» What you need to do: Copy the material from the line containing "Domain: lane-usage study. Target: moss on" through the end, inclusive, swapping every "wall" for "barrier" and leaving everything else as it is.

BEGIN Material for this exercise

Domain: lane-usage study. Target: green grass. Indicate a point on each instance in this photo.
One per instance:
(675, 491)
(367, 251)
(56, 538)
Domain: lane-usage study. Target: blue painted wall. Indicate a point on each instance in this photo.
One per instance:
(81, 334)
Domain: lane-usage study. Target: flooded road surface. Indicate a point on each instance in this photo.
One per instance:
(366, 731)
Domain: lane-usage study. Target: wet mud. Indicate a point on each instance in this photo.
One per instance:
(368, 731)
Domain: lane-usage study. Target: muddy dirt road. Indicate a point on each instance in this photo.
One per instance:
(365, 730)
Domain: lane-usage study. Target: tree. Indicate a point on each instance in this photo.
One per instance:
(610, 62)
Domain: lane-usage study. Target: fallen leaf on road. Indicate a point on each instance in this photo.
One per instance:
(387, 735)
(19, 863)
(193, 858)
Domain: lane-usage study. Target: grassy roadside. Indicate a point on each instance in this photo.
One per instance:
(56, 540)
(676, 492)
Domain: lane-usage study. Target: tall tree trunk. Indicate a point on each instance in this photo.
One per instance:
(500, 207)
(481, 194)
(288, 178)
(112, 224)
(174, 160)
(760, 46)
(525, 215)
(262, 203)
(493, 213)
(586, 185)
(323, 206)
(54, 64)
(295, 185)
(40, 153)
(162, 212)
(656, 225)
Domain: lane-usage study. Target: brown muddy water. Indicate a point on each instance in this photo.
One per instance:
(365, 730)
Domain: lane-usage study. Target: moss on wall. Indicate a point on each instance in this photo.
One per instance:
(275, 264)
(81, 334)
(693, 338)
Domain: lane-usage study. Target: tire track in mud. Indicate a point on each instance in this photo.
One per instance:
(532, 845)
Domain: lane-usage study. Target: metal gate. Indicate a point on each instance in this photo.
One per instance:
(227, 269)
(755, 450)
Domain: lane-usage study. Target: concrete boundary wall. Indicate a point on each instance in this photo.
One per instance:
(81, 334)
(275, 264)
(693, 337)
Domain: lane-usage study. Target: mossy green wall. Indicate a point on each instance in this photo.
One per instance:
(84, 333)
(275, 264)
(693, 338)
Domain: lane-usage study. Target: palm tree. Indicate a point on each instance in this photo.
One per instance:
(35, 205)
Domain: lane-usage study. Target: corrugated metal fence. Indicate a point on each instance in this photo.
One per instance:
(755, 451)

END Material for this exercise

» Exercise output:
Domain: lane-usage study. Target: moss on barrier. Indicate a point on each instance in this photo.
One per instance:
(275, 264)
(81, 334)
(693, 338)
Domain: lane-usage study. Target: tire track in mud. Indicate a point on each instance in this photo.
One per instance:
(532, 845)
Domain: lane-usage study. Target: metal gate. Indicate a point on each instance in this photo.
One per instance:
(227, 269)
(755, 450)
Domain: lane-usage study. Target: concrete boundary barrier. Indicate a point on each instance in this photo.
One per instance:
(81, 334)
(275, 264)
(693, 337)
Domain: lane-usage study. Target: mossy green barrier. Indicate a point on each instance in this photo.
One per instance:
(84, 333)
(275, 264)
(693, 338)
Domain: lane-usage study. Target: palm tree. Indicate a point on each instance in this photo.
One per instance:
(35, 205)
Domain: lane-usage study. Target: corrugated metal fence. Indicate a point on each instance in this photo.
One per instance:
(755, 451)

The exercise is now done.